* **Aim of the exercise**
Rewrite the records below, changing every occurrence of "photo" to "image" and leaving all other wording as it is. Leave the pictures out of your version.

* **Data provided**
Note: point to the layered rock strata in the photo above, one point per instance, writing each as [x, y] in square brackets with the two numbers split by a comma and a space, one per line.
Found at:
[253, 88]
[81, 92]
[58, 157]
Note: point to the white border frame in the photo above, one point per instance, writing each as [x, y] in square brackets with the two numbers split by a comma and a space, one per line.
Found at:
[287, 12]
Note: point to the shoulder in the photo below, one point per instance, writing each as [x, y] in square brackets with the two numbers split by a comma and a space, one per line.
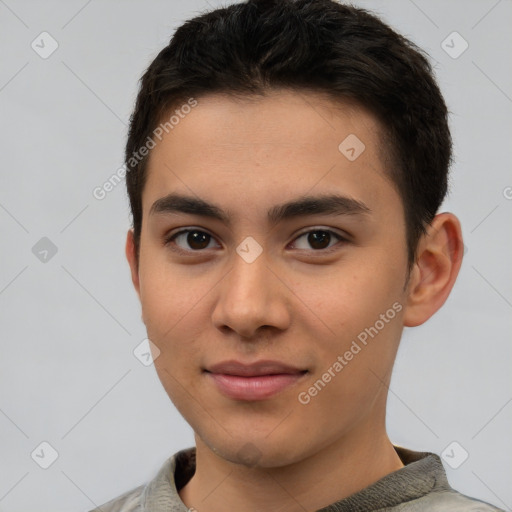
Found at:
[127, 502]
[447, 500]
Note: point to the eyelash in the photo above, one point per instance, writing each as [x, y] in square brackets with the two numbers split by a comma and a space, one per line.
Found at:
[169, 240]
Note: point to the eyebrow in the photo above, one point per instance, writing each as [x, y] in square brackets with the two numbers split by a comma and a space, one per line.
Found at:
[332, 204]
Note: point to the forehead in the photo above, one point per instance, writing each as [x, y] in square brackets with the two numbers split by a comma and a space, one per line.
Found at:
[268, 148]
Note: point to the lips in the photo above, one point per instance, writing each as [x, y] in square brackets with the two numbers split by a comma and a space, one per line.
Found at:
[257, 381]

* **Exercise output**
Note: point to the layered rock strata in the image above, one point per instance, writing each as [x, y] in square brackets with the two numbers split by a comma and a space, one per line.
Found at:
[253, 88]
[81, 92]
[58, 157]
Note: point to the white border frame in the image above, one point per instance, writing each as [x, y] in square brackets with the two numbers split by a comma and a space, one per line.
Found at:
[287, 12]
Note: point to the shoulder in the image below, one point per instance, writing each as [x, y] in square brackets with the two numbers split by a comma and a space, one per line.
Found at:
[127, 502]
[447, 500]
Note: point to the eyelash in the image above, one point per instance, writing each as [x, y] in square brackets with the two numbers split by a comma and a space, one per line.
Found at:
[169, 240]
Note: point to the eyebrow in the image above, one point per instance, writing each as [x, y] in square brackets with the two numbers split by a comma and a space, one per line.
Found at:
[332, 204]
Note: point to the forehead in the image above, one point per instance, writing each as [x, y] in square brackets with the two numbers split by a comma and a space, one per line.
Found at:
[268, 148]
Note: point to the lips in the image above, one point per instance, writing each as [x, y] in square brackets with the two numbers split by a comma and a space, one per line.
Found at:
[257, 381]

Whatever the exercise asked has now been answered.